_Seçilen Metin:_
==================================================

Şahin ALPAY
Bana göre romanın iyisi otobiyografik (ögeleri) olan romandır. Kimilerine göre, bütün büyük yazarların bazı önemli eserlerinde bu ögeler vardır. Mesela Masumiyet Müzesi bana göre bir başyapıttır; elime aldığımda bırakamadım. Üstelik bana söylediği, bana hitap eden bir şey de vardı: Karşılıksız aşk süründürür... Buna karşılık mesela Kar bana hiç sahici gelmedi; okuyup bitiremedim. Otobiyografik deyince, bana göre Ömer Madra'nın Romanımla Sana Bir Ses... adlı romanı kadri bilinmemiş bir şah-eserdir. İlk kez 1991'de yayımlandı; sonra uzun süre sesi soluğu çıkmadı. Oysa Orhan Pamuk hemen okumuş, çok da beğenmişti. Çeyrek yüzyıl sonra, 2015'te ikinci kez basıldığında da, doğrusu, fazla bir yankı bulmadı. Üzüldüm.
Acaba niye? Bunun tek bir sebebi var. Çünkü Ömer Madra son çeyrek yüzyılda kendini iklim değişikliğiyle mücadeleye adadı; Greta'nın hayranı oldu. Bunu her ne kadar takdir ediyor, gönülden destekliyorsam da, onunla başka bir şey konuşmak imkânsız hâle geldiği için biraz sıkıntıdayım. Lafı evirip çevirip iklim değişikliğine getiriyor. Ona göre corona bile iklim değişikliğinin sonucu... (Ha, evet, bir de sürekli veganlığa davet ediyor...) Bu yüzden de kimse onu roman yazarı olarak tasavvur, tahayyül edemiyor... Ama bu çok yanlış! Gerçek şu ki edebiyatta ısrar etseydi, büyük bir romancı olabilirdi. Bir ara niyetlendiği (biraz da benim yüzümden vazgeçtiği) gibi eğer sinema okusaydı ünlü bir rejisör olacağına en küçük bir kuşkum yok.
Niyetim, mutadın aksine, size yazarının tek ama şah olan eserinin konusu ve karakterlerini anlatmak değil. Sadece bazı sayfalardan parçalar aktaracağım. Niye bu kadar etkilendiğimi anlayacaksınız. Bunları okuyunca da zaten (reel veya sanal) kitapçılara koşacaksınız. Tavsiyem acele etmeniz. Çünkü 3. baskı gecikebilir.
***
Ercüment - Fatoş. Türkiye Dans Şampiyonları. 3 ayda 10 dans. Garanti verilir!..
"Oğuz Bey hanginiz, siz misiniz?" "Evet." "Güzin Hanım'la bir akrabalığınız? Ablanız filan mı oluyor?" Hoppala! Duraklama. "Hayır, babamın karısı." Kırışan bir alın: "Anneniz oluyor yani?" Doğan'ın gözbebeklerinde çılgın bir kahkaha. "Hayır... yani şey... üvey annem." "Ha anladım. Hayır, şundan sordum: Kendisi bizim çok iyi bir talebemizdi de geçen sene. Size o mu tavsiye etti diye merak ettim."... Tangolar, mambolar ve rock and roll'lar. Yerdeki işaretler ve kareler. Platine saçlı, dökük ojeli Fatoş'un ilk seanstan sonra ortadan kaybolup bir daha görünmemesi. Onun yerine Ercü'nün ince beline dolanan kollar. Türkiye dans kralının kollarında aynadan aynaya kuşlar gibi uçuşan Doğan... (s. 235-236.)

==================================================

_Sorular ve Görevler:_
a) Seçilen metne göre Ömer Madra'nın romanı ikinci kez hangi yıl basıldı?
b) Seçilen metinde yazar, Ömer Madra'nın romanının fazla yankı bulmamasını hangi sebebe bağlıyor? Bir ila üç cümleyle açıklayın.

_Kaynak Veriler:_
==================================================

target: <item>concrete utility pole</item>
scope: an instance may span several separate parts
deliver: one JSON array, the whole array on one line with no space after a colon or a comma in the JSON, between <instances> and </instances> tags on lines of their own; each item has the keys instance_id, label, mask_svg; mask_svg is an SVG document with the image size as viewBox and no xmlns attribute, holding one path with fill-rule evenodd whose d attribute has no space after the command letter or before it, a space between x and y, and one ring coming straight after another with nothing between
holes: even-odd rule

==================================================

_Alıştırma Sonuçları:_
a) 2015'te.

b) Madra son çeyrek yüzyılda kendini iklim değişikliğiyle mücadeleye adamıştır ve lafı sürekli bu konuya getirmektedir. Bu yüzden kimse onu roman yazarı olarak tasavvur edemiyor. Yazar bunu romanın az ilgi görmesinin tek sebebi olarak gösteriyor.